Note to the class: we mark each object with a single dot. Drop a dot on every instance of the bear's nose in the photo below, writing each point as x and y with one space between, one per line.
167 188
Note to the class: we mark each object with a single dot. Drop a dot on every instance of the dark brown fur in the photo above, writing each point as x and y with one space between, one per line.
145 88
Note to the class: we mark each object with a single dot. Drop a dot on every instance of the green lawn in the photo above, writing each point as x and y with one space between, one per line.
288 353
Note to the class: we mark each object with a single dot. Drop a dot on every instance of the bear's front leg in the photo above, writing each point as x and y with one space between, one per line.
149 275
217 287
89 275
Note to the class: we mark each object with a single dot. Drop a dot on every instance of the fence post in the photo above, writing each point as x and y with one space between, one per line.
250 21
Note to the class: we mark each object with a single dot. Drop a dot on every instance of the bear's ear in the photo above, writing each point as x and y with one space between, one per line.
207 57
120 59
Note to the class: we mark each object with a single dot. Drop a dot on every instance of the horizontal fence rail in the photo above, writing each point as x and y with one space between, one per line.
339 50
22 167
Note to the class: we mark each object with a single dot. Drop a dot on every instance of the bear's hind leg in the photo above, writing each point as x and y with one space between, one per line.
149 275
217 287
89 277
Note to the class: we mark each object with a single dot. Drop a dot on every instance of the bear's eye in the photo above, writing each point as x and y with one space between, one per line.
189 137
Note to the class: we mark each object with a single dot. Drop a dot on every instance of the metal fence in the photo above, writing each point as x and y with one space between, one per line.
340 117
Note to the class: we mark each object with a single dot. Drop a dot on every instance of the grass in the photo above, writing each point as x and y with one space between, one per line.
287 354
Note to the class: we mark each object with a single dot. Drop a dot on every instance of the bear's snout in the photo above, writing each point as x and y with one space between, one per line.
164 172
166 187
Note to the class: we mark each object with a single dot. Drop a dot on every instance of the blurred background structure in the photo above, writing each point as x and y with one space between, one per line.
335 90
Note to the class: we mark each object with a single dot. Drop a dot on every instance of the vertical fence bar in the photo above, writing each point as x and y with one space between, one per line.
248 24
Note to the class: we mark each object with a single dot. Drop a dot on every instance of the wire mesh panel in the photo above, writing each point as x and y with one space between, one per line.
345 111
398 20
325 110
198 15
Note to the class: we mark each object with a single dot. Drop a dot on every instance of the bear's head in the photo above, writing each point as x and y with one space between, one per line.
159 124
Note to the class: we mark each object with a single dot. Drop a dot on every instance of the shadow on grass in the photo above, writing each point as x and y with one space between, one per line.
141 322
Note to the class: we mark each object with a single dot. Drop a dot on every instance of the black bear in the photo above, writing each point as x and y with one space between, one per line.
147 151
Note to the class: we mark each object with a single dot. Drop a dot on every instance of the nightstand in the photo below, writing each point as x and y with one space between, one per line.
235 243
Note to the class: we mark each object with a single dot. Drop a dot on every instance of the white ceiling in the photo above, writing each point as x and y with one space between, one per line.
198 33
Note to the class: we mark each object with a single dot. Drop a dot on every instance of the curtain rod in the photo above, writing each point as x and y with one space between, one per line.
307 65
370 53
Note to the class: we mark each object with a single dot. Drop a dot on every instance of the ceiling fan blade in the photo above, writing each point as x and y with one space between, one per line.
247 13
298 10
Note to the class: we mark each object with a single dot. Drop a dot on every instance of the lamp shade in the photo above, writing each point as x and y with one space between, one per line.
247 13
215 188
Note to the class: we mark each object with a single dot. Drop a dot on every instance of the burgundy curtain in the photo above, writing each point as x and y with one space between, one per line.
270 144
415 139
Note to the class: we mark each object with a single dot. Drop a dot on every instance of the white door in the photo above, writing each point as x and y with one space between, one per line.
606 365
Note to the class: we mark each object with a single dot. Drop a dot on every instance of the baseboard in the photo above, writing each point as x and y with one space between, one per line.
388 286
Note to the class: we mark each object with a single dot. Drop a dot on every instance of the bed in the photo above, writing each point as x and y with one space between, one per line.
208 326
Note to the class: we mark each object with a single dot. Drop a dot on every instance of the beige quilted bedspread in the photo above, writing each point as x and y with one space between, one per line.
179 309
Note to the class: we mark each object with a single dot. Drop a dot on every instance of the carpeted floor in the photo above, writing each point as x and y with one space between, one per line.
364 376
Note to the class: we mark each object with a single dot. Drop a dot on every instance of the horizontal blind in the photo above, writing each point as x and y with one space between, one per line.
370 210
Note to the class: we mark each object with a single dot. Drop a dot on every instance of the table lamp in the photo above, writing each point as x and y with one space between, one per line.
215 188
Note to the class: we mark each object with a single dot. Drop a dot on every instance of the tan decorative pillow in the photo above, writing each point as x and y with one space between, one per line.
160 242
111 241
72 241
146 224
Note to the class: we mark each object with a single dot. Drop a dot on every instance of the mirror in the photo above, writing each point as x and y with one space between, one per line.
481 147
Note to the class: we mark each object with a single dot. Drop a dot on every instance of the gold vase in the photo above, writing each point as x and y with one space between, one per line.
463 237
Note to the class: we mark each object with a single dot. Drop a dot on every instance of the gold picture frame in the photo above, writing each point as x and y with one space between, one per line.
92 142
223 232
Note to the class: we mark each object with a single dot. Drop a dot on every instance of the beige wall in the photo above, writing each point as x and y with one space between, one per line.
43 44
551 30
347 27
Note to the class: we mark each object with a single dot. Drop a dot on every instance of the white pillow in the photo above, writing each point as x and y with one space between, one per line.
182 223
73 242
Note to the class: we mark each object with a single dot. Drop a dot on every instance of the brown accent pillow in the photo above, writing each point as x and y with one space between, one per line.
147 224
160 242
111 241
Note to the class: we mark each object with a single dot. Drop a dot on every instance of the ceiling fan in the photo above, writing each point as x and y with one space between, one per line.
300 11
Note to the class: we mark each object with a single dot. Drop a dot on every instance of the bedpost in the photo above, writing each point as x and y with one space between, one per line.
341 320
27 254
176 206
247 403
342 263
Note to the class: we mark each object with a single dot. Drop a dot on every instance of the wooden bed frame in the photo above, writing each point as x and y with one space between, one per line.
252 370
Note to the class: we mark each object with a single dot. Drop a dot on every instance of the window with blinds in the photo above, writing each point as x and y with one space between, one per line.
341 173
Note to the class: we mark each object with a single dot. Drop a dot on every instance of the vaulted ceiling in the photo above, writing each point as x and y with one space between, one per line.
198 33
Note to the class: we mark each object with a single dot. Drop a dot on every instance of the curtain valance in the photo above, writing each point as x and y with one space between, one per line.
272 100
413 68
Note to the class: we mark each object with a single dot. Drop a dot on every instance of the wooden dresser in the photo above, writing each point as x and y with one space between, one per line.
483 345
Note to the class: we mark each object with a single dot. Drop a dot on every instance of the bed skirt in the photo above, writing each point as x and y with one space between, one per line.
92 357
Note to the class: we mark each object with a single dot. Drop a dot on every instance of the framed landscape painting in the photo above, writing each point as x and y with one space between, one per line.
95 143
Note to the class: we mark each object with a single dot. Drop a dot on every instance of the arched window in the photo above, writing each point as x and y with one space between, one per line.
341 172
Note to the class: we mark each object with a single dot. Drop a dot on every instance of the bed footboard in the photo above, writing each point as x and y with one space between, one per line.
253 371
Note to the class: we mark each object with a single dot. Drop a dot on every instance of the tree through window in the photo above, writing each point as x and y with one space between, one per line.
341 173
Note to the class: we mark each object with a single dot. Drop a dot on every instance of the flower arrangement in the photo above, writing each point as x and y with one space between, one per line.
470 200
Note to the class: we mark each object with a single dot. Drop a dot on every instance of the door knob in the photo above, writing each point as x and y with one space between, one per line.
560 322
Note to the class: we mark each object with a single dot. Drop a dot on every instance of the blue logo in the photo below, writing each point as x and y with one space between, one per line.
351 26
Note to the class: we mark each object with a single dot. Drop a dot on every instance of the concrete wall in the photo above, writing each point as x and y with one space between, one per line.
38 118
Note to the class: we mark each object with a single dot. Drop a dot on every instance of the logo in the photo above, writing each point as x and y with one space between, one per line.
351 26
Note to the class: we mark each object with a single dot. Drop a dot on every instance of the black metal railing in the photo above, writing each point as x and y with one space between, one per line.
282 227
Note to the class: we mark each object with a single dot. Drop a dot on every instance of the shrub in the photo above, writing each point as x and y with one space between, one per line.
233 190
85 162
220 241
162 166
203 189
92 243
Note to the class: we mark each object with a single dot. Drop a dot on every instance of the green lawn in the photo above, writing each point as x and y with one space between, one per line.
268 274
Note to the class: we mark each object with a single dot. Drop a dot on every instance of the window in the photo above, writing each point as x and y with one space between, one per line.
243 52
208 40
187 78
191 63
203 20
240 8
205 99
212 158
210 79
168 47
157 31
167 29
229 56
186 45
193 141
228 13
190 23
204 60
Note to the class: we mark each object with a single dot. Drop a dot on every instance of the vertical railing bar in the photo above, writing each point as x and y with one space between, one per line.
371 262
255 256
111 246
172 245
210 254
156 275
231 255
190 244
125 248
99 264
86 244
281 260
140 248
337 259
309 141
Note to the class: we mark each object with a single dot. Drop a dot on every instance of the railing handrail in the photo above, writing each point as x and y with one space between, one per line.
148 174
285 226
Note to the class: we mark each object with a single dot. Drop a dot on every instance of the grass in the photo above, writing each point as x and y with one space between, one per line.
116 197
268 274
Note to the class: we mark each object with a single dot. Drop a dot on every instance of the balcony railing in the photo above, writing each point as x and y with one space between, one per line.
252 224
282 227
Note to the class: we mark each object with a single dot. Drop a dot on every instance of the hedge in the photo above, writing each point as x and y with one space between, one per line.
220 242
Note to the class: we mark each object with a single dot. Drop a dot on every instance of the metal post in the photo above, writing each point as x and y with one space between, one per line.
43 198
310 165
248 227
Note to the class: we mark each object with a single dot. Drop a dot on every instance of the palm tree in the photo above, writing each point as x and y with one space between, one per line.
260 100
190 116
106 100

----

> _Task to complete_
Only the lines from the one containing "of the hedge" to the end of the listing belong in the output, each reproduced exactly.

> _Answer to this problem_
Note to the class: we mark each object with a single dot. Drop a dot on every instance of the hedge in the photo above, writing each point as x and y with one space between, one per line.
220 242
Note to the class: we mark each object with a single dot. Drop a dot on every instance of the metal post in the photo above, writing each point as x and y with one space between, one per line.
43 198
310 165
248 227
Note to the class: we mark each object with a single dot. Drop a dot on every instance of the palm tree in the photo above, writing each point as x and y with one space between, one per line.
260 100
190 116
106 100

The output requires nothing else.